EXERCISE DIRECTIONS :: Repeat exactly what runs from the line with "[mark] the evergreen" through the last line of the material, and keep the pictures out of it.

SUPPLIED MATERIAL ::

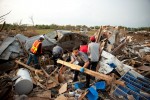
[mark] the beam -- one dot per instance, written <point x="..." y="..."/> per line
<point x="107" y="78"/>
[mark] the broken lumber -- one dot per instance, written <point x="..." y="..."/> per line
<point x="28" y="67"/>
<point x="107" y="78"/>
<point x="36" y="70"/>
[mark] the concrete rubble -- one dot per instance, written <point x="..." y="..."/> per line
<point x="123" y="72"/>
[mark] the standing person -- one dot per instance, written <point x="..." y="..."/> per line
<point x="94" y="52"/>
<point x="83" y="47"/>
<point x="35" y="52"/>
<point x="81" y="59"/>
<point x="57" y="53"/>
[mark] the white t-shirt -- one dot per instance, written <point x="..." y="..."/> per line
<point x="93" y="50"/>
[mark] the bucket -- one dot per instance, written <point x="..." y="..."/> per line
<point x="23" y="85"/>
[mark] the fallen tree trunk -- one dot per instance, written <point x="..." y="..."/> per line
<point x="107" y="78"/>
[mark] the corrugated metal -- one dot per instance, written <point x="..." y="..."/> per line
<point x="137" y="86"/>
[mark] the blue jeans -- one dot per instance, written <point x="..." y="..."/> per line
<point x="35" y="58"/>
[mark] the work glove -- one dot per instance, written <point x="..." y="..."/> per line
<point x="82" y="69"/>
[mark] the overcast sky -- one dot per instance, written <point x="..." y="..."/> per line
<point x="130" y="13"/>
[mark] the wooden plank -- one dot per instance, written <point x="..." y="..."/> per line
<point x="92" y="73"/>
<point x="6" y="43"/>
<point x="63" y="88"/>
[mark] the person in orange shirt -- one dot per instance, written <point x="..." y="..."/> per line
<point x="35" y="51"/>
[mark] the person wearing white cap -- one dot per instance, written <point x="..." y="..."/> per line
<point x="35" y="51"/>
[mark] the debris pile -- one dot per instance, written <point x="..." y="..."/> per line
<point x="122" y="72"/>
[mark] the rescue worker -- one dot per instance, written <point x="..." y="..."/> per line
<point x="84" y="47"/>
<point x="94" y="53"/>
<point x="35" y="52"/>
<point x="57" y="53"/>
<point x="81" y="59"/>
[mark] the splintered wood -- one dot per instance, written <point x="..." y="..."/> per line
<point x="92" y="73"/>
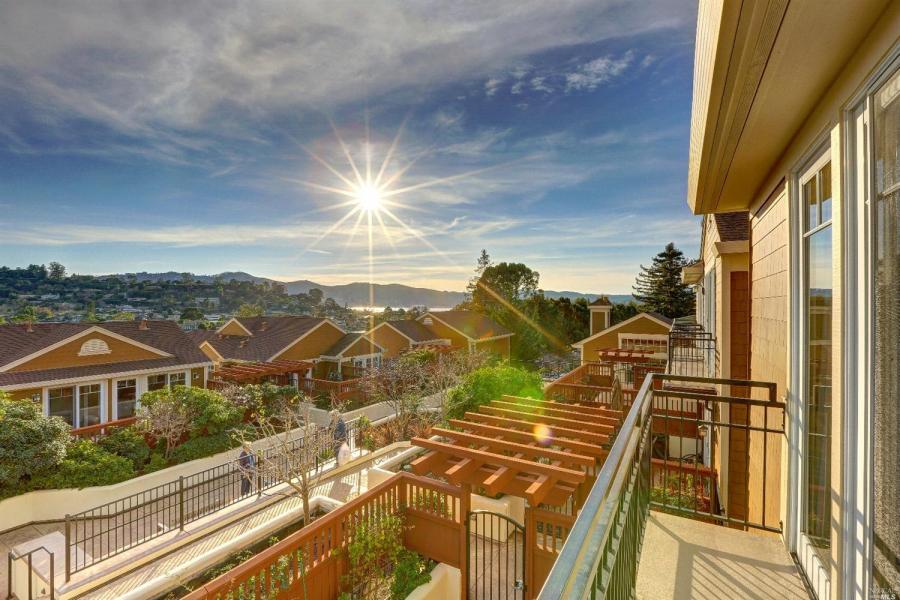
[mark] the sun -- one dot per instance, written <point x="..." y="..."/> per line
<point x="369" y="197"/>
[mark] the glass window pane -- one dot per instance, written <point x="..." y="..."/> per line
<point x="89" y="405"/>
<point x="825" y="189"/>
<point x="811" y="200"/>
<point x="817" y="463"/>
<point x="156" y="382"/>
<point x="126" y="398"/>
<point x="61" y="403"/>
<point x="886" y="291"/>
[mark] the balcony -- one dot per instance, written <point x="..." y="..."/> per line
<point x="726" y="482"/>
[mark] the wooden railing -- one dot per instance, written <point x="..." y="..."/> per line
<point x="95" y="432"/>
<point x="311" y="562"/>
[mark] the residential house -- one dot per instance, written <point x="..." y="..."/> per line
<point x="88" y="373"/>
<point x="796" y="123"/>
<point x="646" y="332"/>
<point x="459" y="329"/>
<point x="335" y="353"/>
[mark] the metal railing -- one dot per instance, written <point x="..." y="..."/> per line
<point x="105" y="531"/>
<point x="692" y="351"/>
<point x="601" y="555"/>
<point x="29" y="562"/>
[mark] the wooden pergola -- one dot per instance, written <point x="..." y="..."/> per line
<point x="254" y="372"/>
<point x="536" y="449"/>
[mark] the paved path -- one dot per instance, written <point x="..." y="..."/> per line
<point x="686" y="559"/>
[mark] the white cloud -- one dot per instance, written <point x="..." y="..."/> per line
<point x="164" y="72"/>
<point x="593" y="73"/>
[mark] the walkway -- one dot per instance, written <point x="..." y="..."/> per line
<point x="687" y="559"/>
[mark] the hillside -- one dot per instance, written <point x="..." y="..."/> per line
<point x="357" y="293"/>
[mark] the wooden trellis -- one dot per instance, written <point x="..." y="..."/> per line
<point x="536" y="449"/>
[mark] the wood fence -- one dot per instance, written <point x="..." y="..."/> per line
<point x="311" y="563"/>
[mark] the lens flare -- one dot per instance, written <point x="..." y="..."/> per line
<point x="542" y="434"/>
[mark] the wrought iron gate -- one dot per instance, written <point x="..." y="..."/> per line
<point x="496" y="557"/>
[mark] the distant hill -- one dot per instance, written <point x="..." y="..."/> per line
<point x="357" y="293"/>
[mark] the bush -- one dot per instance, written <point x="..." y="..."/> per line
<point x="86" y="464"/>
<point x="30" y="443"/>
<point x="127" y="442"/>
<point x="490" y="383"/>
<point x="201" y="447"/>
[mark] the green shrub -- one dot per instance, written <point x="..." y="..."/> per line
<point x="201" y="447"/>
<point x="127" y="442"/>
<point x="490" y="383"/>
<point x="30" y="443"/>
<point x="410" y="571"/>
<point x="86" y="464"/>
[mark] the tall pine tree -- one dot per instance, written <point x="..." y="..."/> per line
<point x="659" y="287"/>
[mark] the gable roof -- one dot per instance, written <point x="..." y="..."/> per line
<point x="346" y="342"/>
<point x="269" y="336"/>
<point x="165" y="338"/>
<point x="733" y="226"/>
<point x="660" y="319"/>
<point x="414" y="330"/>
<point x="470" y="324"/>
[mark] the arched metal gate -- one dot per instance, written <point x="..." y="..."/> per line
<point x="496" y="557"/>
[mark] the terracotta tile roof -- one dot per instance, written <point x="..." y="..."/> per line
<point x="270" y="336"/>
<point x="345" y="342"/>
<point x="473" y="325"/>
<point x="733" y="227"/>
<point x="17" y="342"/>
<point x="414" y="330"/>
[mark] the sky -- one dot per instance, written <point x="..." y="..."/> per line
<point x="224" y="136"/>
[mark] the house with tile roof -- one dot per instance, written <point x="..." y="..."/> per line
<point x="268" y="339"/>
<point x="455" y="329"/>
<point x="91" y="373"/>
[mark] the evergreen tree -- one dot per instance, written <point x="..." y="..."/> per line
<point x="659" y="287"/>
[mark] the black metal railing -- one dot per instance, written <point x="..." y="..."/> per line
<point x="692" y="351"/>
<point x="28" y="559"/>
<point x="602" y="552"/>
<point x="105" y="531"/>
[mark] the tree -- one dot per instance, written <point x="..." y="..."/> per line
<point x="57" y="271"/>
<point x="30" y="443"/>
<point x="249" y="310"/>
<point x="292" y="449"/>
<point x="659" y="287"/>
<point x="191" y="313"/>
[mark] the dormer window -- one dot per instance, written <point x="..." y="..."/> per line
<point x="94" y="347"/>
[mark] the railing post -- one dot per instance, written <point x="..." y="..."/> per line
<point x="181" y="502"/>
<point x="68" y="557"/>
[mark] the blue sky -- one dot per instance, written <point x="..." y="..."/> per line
<point x="195" y="137"/>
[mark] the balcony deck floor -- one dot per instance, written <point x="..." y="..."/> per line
<point x="683" y="558"/>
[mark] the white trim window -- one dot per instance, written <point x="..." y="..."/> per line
<point x="79" y="405"/>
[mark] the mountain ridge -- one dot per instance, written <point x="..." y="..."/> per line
<point x="356" y="293"/>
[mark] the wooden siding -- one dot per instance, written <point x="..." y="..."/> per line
<point x="644" y="325"/>
<point x="443" y="331"/>
<point x="67" y="355"/>
<point x="394" y="343"/>
<point x="314" y="344"/>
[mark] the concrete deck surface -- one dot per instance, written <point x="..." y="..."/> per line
<point x="687" y="559"/>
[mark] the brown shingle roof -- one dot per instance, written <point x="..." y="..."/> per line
<point x="270" y="336"/>
<point x="414" y="330"/>
<point x="733" y="227"/>
<point x="17" y="343"/>
<point x="473" y="325"/>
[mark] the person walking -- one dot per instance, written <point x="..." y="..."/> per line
<point x="247" y="465"/>
<point x="339" y="434"/>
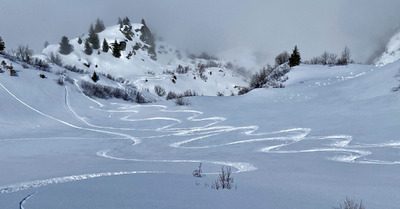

EXERCISE ANSWER ::
[mark] the evergreen tree -- one dot per instance, written <point x="..." y="..."/> per line
<point x="659" y="287"/>
[mark] the black metal railing -- one dot per instance, written <point x="..." y="..."/> per line
<point x="692" y="351"/>
<point x="28" y="559"/>
<point x="602" y="552"/>
<point x="105" y="531"/>
[mark] the tree -- one dot per instance, written <point x="..." y="..."/> per line
<point x="57" y="271"/>
<point x="30" y="443"/>
<point x="249" y="310"/>
<point x="292" y="449"/>
<point x="659" y="287"/>
<point x="191" y="313"/>
[mark] the dormer window -- one dot per instance, written <point x="..." y="..."/> per line
<point x="94" y="347"/>
[mark] the railing post -- one dot per instance, written <point x="..." y="..."/> per line
<point x="181" y="502"/>
<point x="68" y="557"/>
[mark] the blue sky -- one dot per instance, written <point x="..." y="..."/> per line
<point x="195" y="137"/>
[mark] the balcony deck floor -- one dot per instance, written <point x="..." y="..."/> per line
<point x="683" y="558"/>
[mark] the white trim window -- one dot per instance, written <point x="..." y="..."/> per line
<point x="79" y="405"/>
[mark] the mountain ridge -- one dot per instance, written <point x="..." y="..."/> per line
<point x="356" y="293"/>
[mark] the wooden siding -- one dot per instance, written <point x="..." y="..."/> per line
<point x="644" y="325"/>
<point x="443" y="331"/>
<point x="67" y="355"/>
<point x="394" y="343"/>
<point x="314" y="344"/>
[mark] the concrete deck surface -- one dot per instance, written <point x="..." y="..."/> per line
<point x="687" y="559"/>
[mark] the brown shingle roof -- one dot per instance, written <point x="..." y="..."/> per line
<point x="270" y="336"/>
<point x="414" y="330"/>
<point x="733" y="227"/>
<point x="17" y="343"/>
<point x="473" y="325"/>
[mark] the person walking -- one dot per instance, written <point x="..." y="..."/> per line
<point x="247" y="465"/>
<point x="339" y="434"/>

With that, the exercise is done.